Position annotation records:
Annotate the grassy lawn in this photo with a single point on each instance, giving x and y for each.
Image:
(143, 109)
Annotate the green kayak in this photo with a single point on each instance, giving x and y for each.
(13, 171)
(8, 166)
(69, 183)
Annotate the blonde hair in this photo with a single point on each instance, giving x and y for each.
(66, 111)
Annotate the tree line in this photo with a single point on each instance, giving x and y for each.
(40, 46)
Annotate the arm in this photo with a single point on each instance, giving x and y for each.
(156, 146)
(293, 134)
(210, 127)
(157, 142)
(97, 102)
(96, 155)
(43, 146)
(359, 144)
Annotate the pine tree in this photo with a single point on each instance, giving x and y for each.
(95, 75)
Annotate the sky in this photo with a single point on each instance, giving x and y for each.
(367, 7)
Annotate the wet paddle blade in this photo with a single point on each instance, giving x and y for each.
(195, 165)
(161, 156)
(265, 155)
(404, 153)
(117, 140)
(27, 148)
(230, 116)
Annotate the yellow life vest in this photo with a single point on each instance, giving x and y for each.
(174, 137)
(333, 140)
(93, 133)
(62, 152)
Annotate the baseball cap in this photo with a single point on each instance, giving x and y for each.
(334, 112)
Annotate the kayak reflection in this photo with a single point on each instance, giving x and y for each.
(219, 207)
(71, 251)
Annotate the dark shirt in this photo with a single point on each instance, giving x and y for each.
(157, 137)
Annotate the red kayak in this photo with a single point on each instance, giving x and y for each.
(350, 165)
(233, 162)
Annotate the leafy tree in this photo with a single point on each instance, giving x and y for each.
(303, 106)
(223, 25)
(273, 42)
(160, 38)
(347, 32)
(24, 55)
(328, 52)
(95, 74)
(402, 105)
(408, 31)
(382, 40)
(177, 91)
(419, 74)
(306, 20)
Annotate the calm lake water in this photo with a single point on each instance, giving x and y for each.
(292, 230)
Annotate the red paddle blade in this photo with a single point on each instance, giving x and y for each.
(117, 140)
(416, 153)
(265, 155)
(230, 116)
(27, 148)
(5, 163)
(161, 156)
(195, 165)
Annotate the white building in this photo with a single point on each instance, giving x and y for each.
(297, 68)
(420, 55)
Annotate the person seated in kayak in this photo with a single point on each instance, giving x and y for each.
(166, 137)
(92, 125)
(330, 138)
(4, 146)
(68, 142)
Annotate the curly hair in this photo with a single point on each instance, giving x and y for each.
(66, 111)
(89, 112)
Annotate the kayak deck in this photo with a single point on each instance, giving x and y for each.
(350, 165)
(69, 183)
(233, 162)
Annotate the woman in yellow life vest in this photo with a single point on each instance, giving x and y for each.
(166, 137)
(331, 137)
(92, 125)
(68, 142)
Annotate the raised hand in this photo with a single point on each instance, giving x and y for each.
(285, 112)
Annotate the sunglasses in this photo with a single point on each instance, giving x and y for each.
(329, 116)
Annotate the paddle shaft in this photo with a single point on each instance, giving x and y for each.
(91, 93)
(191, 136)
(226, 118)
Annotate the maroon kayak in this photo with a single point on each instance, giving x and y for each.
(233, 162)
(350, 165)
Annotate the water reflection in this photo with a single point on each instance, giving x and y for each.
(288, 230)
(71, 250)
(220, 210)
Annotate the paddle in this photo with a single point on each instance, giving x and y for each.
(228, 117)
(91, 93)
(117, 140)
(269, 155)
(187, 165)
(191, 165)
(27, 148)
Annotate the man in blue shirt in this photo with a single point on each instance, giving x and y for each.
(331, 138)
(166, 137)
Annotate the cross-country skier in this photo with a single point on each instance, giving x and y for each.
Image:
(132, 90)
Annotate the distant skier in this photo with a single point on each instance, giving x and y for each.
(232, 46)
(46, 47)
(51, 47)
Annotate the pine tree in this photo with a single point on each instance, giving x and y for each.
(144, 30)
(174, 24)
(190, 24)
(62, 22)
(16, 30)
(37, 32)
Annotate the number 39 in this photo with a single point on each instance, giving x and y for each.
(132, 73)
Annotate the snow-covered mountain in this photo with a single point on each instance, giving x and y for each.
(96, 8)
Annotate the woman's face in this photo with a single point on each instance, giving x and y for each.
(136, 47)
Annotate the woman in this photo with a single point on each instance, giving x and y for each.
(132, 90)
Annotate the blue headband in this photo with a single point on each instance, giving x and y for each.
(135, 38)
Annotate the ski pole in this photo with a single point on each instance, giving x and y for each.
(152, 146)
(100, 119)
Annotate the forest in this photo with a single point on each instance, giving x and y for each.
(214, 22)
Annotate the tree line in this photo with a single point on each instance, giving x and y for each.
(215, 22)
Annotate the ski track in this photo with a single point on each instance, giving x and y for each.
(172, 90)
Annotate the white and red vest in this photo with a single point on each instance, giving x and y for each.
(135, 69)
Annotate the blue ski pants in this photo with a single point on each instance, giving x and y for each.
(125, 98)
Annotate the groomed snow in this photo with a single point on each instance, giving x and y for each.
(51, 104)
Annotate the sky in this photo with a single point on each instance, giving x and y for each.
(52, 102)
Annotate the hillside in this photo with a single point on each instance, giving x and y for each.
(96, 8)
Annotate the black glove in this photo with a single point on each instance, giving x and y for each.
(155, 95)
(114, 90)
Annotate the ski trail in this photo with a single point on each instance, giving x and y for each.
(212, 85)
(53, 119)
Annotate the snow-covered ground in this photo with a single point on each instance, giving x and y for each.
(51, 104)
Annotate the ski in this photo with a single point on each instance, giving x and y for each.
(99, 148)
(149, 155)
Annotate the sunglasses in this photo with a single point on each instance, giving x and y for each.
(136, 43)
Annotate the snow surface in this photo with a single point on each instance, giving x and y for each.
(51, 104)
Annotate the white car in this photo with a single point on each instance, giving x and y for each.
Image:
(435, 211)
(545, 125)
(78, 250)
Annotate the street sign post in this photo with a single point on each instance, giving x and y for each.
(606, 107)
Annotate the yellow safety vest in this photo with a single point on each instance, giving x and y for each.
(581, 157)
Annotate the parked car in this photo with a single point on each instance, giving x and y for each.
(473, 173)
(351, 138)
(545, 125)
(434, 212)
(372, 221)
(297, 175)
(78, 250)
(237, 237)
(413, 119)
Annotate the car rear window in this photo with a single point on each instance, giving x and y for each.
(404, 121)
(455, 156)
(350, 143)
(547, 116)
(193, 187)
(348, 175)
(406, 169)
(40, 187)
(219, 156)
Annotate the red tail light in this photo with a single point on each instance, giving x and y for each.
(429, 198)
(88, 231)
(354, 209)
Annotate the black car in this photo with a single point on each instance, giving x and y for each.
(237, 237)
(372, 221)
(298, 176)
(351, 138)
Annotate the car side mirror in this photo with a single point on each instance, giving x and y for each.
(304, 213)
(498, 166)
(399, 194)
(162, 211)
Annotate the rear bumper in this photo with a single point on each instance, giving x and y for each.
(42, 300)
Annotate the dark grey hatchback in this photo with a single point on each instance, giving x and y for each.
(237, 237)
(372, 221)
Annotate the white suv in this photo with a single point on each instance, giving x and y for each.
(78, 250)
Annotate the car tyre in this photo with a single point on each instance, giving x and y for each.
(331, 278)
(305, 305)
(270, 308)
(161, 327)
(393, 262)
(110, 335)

_The problem_
Transcribe all of the entries without altering anything.

_Answer for this exercise_
Annotate the grassy lawn in this photo with a single point on each instance, giving x and y for each.
Image:
(143, 109)
Annotate the green kayak in this photo with a single point on each instance, giving x and y for each.
(13, 171)
(8, 166)
(69, 183)
Annotate the blonde hair in this photo with a single point on each instance, giving x and y for each.
(66, 111)
Annotate the tree line in this photo with a single point on each instance, giving x and y for each.
(40, 46)
Annotate the arm in this photo with a single point on each instance, giving x and y for each.
(156, 146)
(293, 134)
(210, 127)
(157, 142)
(97, 102)
(96, 155)
(43, 146)
(359, 144)
Annotate the pine tree in this photo with a single point on each instance, giving x and y for each.
(95, 75)
Annotate the sky in this photo with a single point on each instance, giving x and y for each.
(367, 7)
Annotate the wet paddle blade in this photo with a single point on each instance, giving x and y for each.
(195, 165)
(161, 156)
(265, 155)
(404, 153)
(117, 140)
(27, 148)
(230, 116)
Annotate the yellow life vest in this photo with a single point on each instance, giving x and y for each.
(174, 137)
(333, 140)
(93, 133)
(62, 152)
Annotate the baseball cap in this photo with a single point on each instance, giving x and y for each.
(334, 112)
Annotate the kayak reflection in this photo with a single point on each instance, giving x and y for each.
(219, 207)
(71, 251)
Annotate the dark shirt in this photo with a single point on each instance, giving x and y for each.
(157, 137)
Annotate the red kayak in this photo with a single point on each instance, giving x and y for each.
(350, 165)
(233, 162)
Annotate the leafy tree in this photo with a single point on each instance, giving x and y for each.
(303, 106)
(223, 25)
(273, 42)
(160, 38)
(347, 32)
(24, 55)
(328, 52)
(95, 74)
(402, 105)
(408, 31)
(382, 40)
(177, 91)
(419, 74)
(306, 20)
Annotate the calm lake water in this photo with a single point on each instance, giving x and y for each.
(292, 230)
Annotate the red paddle blade in this photo with a single point on each instance, giving x and y for each.
(117, 140)
(416, 153)
(265, 155)
(230, 116)
(27, 148)
(5, 163)
(161, 156)
(195, 165)
Annotate the white building in this photo with a single point on each instance, giving x and y for each.
(297, 68)
(420, 55)
Annotate the person seated in kayak in this photo with a single point on each instance, giving x and y for each.
(166, 137)
(92, 125)
(330, 138)
(4, 146)
(68, 142)
Annotate the curly hair in this photo with a single point on each instance, giving x and y for each.
(66, 111)
(89, 112)
Annotate the kayak deck in this photo with a single point on each instance, giving x and y for each.
(350, 165)
(69, 183)
(233, 162)
Annotate the woman in yellow life vest in this photo with a single point on each instance, giving x and y for each.
(166, 137)
(331, 137)
(92, 125)
(68, 142)
Annotate the raised hand in this photo with a single point on each instance, giving x and y for each.
(285, 112)
Annotate the sunglasses in this photo with a single point on each instance, giving x and y for each.
(329, 116)
Annotate the paddle shaft in this photo with a single point on each instance, giving x and y for each.
(91, 93)
(191, 136)
(226, 118)
Annotate the maroon kayak in this photo with a single point on each instance, giving x and y for each.
(233, 162)
(350, 165)
Annotate the water reflection in this photo with a single point on each instance, giving x and y for each.
(288, 230)
(71, 250)
(220, 210)
Annotate the paddle in this photo with a single point on each instance, giving x and y for each.
(228, 117)
(91, 93)
(117, 140)
(269, 155)
(187, 165)
(191, 165)
(27, 148)
Annotate the man in blue shirt in this photo with a single point on each instance, giving x and y for each.
(331, 138)
(166, 137)
Annotate the cross-country skier in this photo with a single point on each instance, giving x and y for each.
Image:
(132, 90)
Annotate the distant skier in this photo with a single point on each instance, giving x and y for each.
(232, 46)
(46, 47)
(51, 47)
Annotate the pine tree in this photo with a single point on each instance, giving x and y for each.
(144, 30)
(174, 24)
(190, 24)
(62, 22)
(16, 30)
(37, 32)
Annotate the number 39 in this photo with a single point on each instance, giving x and y for each.
(132, 73)
Annotate the snow-covered mountain in this photo with a single point on each instance, giving x and y for each.
(96, 8)
Annotate the woman's face in this photo with a single point on each instance, giving x and y for each.
(136, 47)
Annotate the woman in this photo with a single point on each instance, giving x and y for each.
(132, 90)
Annotate the blue headband in this photo with a single point on each instance, giving x and y for each.
(135, 38)
Annotate the ski pole in this photo with a single point on each instance, giving x and y for each.
(152, 146)
(100, 119)
Annotate the forest in this photo with a single point on each instance, giving x and y for each.
(214, 22)
Annotate the tree line in this photo with a single point on each instance, giving x and y for each.
(215, 22)
Annotate the ski track in this photo with a single point on each instance, giving x and y for each.
(172, 90)
Annotate the white and red vest in this photo with a single point on each instance, giving x and y for each.
(135, 69)
Annotate the blue ski pants in this photo with a single point on each instance, giving x and y for each.
(125, 98)
Annotate the groomed snow in this photo with a single point on each instance, giving x and y for each.
(51, 104)
Annotate the sky in this photo with a single point on each instance, giving x and y for each.
(52, 102)
Annotate the hillside in this photo with a single point on each instance, giving x and y for each.
(96, 8)
Annotate the black glove in this photo with a single point on each instance, giving x and y for each.
(155, 95)
(114, 90)
Annotate the ski trail in this photo with a single point on each instance, giving x and y for each.
(212, 85)
(53, 119)
Annotate the snow-covered ground in this photo with a single point on each instance, giving x and y for each.
(51, 104)
Annotate the ski in this photo with a single point on each instance, giving x and y for each.
(99, 148)
(149, 155)
Annotate the sunglasses in this photo with a single point on each instance, giving x and y for each.
(136, 43)
Annotate the snow surface in this photo with a single point on each instance, giving x and y for each.
(51, 104)
Annotate the white car in this photo with a single point on each instance, giving x and y for each.
Image:
(435, 211)
(545, 125)
(78, 250)
Annotate the street sign post in this photo with a single point on each instance, giving x and y for each.
(606, 107)
Annotate the yellow safety vest in this photo with a single point on each instance, giving x and y for each.
(581, 157)
Annotate the parked car in this photo with a single point on each instance, giving x and y for each.
(473, 173)
(351, 138)
(545, 125)
(434, 212)
(372, 221)
(297, 175)
(78, 250)
(237, 237)
(413, 119)
Annotate the car rear window in this photo with a single point on each instance, giving x and y for each.
(404, 121)
(455, 156)
(350, 143)
(547, 116)
(193, 187)
(348, 175)
(406, 169)
(40, 187)
(219, 156)
Annotate the red tail light in this photo with a single point on each instance, giving x and y for each.
(429, 198)
(88, 231)
(354, 209)
Annotate the black car in this photo with a single point on each instance, giving x and y for each.
(237, 237)
(372, 221)
(298, 176)
(351, 138)
Annotate the car side mirror in this photo with a single point on each instance, giving x and y for each.
(304, 213)
(498, 166)
(399, 194)
(162, 211)
Annotate the rear bumper in this photo with a single point on each instance, giving x and y for each.
(42, 300)
Annotate the dark grey hatchback in this photo with a single point on each instance, giving x and y for each.
(237, 237)
(372, 221)
Annotate the white suv in this photo with a single point on each instance, giving x and y for each.
(78, 250)
Annotate the car tyre in this photo with a single point on each instance, giving x and y for each.
(331, 278)
(305, 305)
(270, 308)
(161, 327)
(393, 262)
(110, 335)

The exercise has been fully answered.